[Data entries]
☆ ☆ ☆
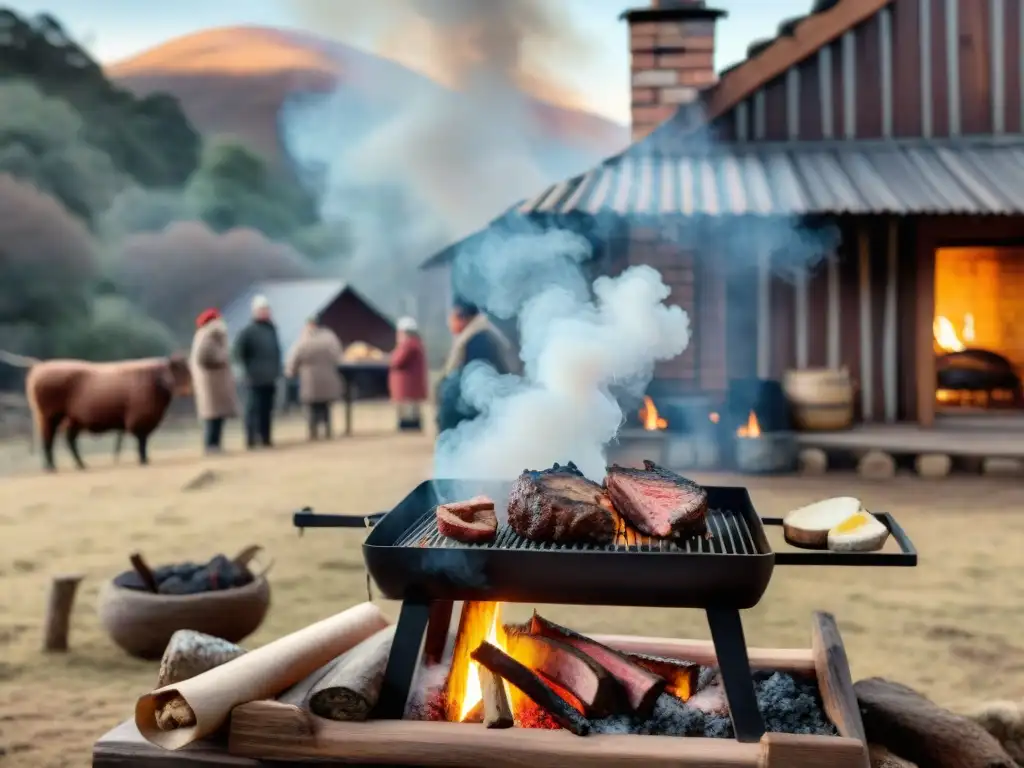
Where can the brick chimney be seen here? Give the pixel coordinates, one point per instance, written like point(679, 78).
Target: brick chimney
point(672, 46)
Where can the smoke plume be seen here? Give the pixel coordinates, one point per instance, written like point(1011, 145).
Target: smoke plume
point(584, 349)
point(456, 156)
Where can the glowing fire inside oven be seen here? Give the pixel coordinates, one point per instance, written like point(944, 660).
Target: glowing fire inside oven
point(649, 417)
point(752, 428)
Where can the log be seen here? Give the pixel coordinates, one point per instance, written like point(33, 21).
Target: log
point(173, 712)
point(912, 727)
point(505, 667)
point(642, 687)
point(596, 689)
point(189, 653)
point(474, 625)
point(350, 688)
point(834, 677)
point(497, 710)
point(61, 600)
point(681, 676)
point(144, 572)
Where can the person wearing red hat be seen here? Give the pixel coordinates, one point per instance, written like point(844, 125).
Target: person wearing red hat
point(213, 382)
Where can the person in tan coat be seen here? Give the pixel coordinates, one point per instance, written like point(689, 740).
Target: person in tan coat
point(314, 359)
point(213, 382)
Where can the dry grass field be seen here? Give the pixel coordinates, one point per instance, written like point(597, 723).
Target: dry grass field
point(952, 628)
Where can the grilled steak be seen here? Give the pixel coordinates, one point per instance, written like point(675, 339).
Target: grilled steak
point(560, 505)
point(471, 521)
point(657, 502)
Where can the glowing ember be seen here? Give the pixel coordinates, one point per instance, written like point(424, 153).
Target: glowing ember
point(649, 418)
point(474, 686)
point(751, 429)
point(946, 338)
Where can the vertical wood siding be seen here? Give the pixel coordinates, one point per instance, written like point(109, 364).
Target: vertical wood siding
point(920, 68)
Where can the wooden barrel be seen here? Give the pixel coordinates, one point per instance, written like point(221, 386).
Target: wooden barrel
point(820, 398)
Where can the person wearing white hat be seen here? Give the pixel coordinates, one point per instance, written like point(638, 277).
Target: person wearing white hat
point(258, 349)
point(408, 375)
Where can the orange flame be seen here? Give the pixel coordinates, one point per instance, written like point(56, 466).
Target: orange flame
point(751, 429)
point(649, 418)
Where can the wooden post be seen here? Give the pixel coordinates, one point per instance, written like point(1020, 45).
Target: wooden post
point(61, 600)
point(925, 342)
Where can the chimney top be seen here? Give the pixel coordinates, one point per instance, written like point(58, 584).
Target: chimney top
point(674, 10)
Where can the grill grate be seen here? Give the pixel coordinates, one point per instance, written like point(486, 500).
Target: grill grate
point(730, 536)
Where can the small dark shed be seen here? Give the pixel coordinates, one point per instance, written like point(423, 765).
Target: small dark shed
point(342, 308)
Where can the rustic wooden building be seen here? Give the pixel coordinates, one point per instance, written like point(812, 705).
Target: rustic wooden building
point(293, 302)
point(898, 125)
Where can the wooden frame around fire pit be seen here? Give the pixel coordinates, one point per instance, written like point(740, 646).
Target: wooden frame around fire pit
point(270, 730)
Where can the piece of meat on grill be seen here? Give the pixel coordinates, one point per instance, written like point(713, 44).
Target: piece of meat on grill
point(561, 506)
point(657, 502)
point(472, 521)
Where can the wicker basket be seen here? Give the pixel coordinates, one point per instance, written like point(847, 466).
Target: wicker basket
point(141, 623)
point(820, 399)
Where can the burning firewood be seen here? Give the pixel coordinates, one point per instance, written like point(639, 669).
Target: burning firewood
point(681, 676)
point(497, 710)
point(642, 686)
point(599, 692)
point(475, 624)
point(502, 665)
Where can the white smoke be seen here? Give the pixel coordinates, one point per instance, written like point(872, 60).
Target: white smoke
point(582, 350)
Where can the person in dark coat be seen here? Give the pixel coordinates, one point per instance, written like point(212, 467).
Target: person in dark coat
point(258, 349)
point(407, 378)
point(475, 340)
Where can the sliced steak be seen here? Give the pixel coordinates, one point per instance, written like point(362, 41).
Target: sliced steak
point(471, 521)
point(560, 505)
point(657, 502)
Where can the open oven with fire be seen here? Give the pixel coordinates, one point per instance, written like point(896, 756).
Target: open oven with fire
point(978, 329)
point(463, 687)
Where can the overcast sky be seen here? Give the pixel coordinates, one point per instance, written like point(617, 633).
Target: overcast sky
point(117, 29)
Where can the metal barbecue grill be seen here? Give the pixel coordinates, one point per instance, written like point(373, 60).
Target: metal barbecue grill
point(411, 561)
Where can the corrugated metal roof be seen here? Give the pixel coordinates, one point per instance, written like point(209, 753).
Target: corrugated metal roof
point(292, 302)
point(853, 177)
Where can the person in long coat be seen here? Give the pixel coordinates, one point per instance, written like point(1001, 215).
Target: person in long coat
point(213, 383)
point(314, 358)
point(407, 378)
point(475, 341)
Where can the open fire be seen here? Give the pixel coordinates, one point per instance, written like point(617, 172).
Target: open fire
point(649, 418)
point(970, 377)
point(545, 676)
point(751, 429)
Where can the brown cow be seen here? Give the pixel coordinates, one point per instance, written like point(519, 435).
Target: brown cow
point(126, 396)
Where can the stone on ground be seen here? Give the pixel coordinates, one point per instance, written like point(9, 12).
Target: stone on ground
point(933, 466)
point(1000, 467)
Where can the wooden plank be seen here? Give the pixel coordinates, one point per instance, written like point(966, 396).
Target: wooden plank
point(260, 729)
point(835, 681)
point(124, 748)
point(793, 751)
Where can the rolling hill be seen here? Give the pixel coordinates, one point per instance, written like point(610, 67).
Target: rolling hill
point(237, 80)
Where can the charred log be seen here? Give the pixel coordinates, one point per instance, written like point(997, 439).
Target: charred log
point(680, 676)
point(505, 667)
point(582, 676)
point(642, 687)
point(497, 710)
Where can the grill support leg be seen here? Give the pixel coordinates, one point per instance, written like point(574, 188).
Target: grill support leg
point(734, 667)
point(402, 660)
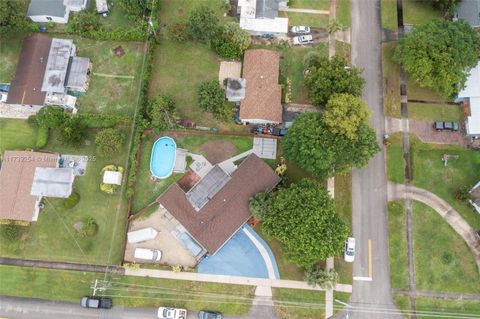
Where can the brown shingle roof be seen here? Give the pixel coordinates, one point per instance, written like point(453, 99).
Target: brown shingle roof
point(16, 178)
point(218, 220)
point(263, 93)
point(27, 84)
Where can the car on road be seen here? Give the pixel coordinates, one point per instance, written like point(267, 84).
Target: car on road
point(171, 313)
point(445, 126)
point(303, 39)
point(205, 314)
point(96, 302)
point(349, 253)
point(300, 29)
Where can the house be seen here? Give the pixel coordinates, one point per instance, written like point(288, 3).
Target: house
point(469, 10)
point(262, 103)
point(470, 96)
point(47, 70)
point(260, 17)
point(214, 209)
point(25, 177)
point(57, 11)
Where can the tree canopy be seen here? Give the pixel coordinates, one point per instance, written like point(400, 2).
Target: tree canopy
point(326, 77)
point(439, 55)
point(311, 144)
point(344, 113)
point(303, 218)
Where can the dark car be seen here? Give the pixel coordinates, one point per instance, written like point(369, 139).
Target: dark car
point(96, 302)
point(205, 314)
point(445, 126)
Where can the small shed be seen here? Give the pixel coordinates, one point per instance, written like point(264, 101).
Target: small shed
point(112, 177)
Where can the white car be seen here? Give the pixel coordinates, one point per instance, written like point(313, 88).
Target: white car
point(172, 313)
point(303, 39)
point(349, 254)
point(300, 29)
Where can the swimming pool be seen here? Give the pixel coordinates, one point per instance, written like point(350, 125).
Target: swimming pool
point(163, 156)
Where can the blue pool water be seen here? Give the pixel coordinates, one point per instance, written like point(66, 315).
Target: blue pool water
point(163, 156)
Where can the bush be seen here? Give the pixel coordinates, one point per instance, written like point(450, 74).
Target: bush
point(72, 200)
point(42, 137)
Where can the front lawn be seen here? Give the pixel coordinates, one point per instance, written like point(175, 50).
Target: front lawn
point(128, 291)
point(299, 304)
point(443, 261)
point(429, 172)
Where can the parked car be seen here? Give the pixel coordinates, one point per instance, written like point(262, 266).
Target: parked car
point(96, 302)
point(205, 314)
point(303, 39)
point(148, 254)
point(172, 313)
point(300, 29)
point(349, 253)
point(445, 126)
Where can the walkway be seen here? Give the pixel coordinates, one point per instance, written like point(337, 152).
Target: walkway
point(451, 216)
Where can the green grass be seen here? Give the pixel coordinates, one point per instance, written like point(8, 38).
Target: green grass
point(435, 112)
point(106, 94)
point(308, 19)
point(9, 54)
point(389, 14)
point(53, 237)
point(395, 160)
point(16, 135)
point(391, 81)
point(418, 12)
point(430, 173)
point(126, 291)
point(397, 239)
point(433, 239)
point(315, 299)
point(445, 306)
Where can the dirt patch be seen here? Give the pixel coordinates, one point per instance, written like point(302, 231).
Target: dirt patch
point(218, 151)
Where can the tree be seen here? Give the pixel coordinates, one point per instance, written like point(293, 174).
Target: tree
point(231, 41)
point(326, 77)
point(324, 278)
point(304, 220)
point(211, 98)
point(439, 54)
point(12, 15)
point(202, 24)
point(311, 144)
point(344, 113)
point(72, 131)
point(109, 141)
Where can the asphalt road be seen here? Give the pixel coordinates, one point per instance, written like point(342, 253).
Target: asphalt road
point(369, 185)
point(23, 308)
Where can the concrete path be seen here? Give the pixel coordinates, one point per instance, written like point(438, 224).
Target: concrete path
point(451, 216)
point(311, 11)
point(234, 280)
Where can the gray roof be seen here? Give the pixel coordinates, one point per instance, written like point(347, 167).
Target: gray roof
point(77, 72)
point(267, 9)
point(53, 8)
point(60, 52)
point(52, 182)
point(207, 187)
point(469, 10)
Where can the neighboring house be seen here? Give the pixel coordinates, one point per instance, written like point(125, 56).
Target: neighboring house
point(261, 16)
point(470, 96)
point(57, 11)
point(469, 10)
point(218, 205)
point(475, 197)
point(47, 70)
point(25, 177)
point(262, 103)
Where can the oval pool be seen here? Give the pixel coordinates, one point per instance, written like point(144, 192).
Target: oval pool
point(163, 156)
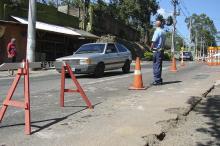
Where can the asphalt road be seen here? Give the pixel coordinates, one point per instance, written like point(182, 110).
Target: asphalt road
point(45, 91)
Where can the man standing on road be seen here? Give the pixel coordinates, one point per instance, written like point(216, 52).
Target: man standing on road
point(11, 49)
point(157, 46)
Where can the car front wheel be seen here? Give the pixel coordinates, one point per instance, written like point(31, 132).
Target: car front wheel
point(99, 70)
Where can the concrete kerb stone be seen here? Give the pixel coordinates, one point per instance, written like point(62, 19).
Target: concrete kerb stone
point(36, 73)
point(154, 139)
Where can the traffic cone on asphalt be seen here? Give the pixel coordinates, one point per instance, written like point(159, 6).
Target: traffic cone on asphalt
point(182, 61)
point(138, 83)
point(173, 65)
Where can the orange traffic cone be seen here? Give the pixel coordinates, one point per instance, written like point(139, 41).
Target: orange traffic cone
point(138, 83)
point(173, 65)
point(182, 63)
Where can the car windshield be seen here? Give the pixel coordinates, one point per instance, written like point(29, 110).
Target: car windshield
point(187, 53)
point(91, 48)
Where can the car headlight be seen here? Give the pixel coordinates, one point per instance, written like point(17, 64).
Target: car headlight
point(85, 61)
☆ ☆ ☆
Lay out the entries in the stretch from the line containing "Where can the rolling" through the line containing "point(237, 80)" as a two-column CSV with the headers entry_text and answer. Give one row per entry, put each field in double quotes, and replace every line break inside a field with a space.

Expected answer ▸
entry_text,answer
"Where can the rolling hill be seen here? Give the pixel coordinates, one point per instance, written like point(610, 67). Target: rolling hill","point(237, 80)"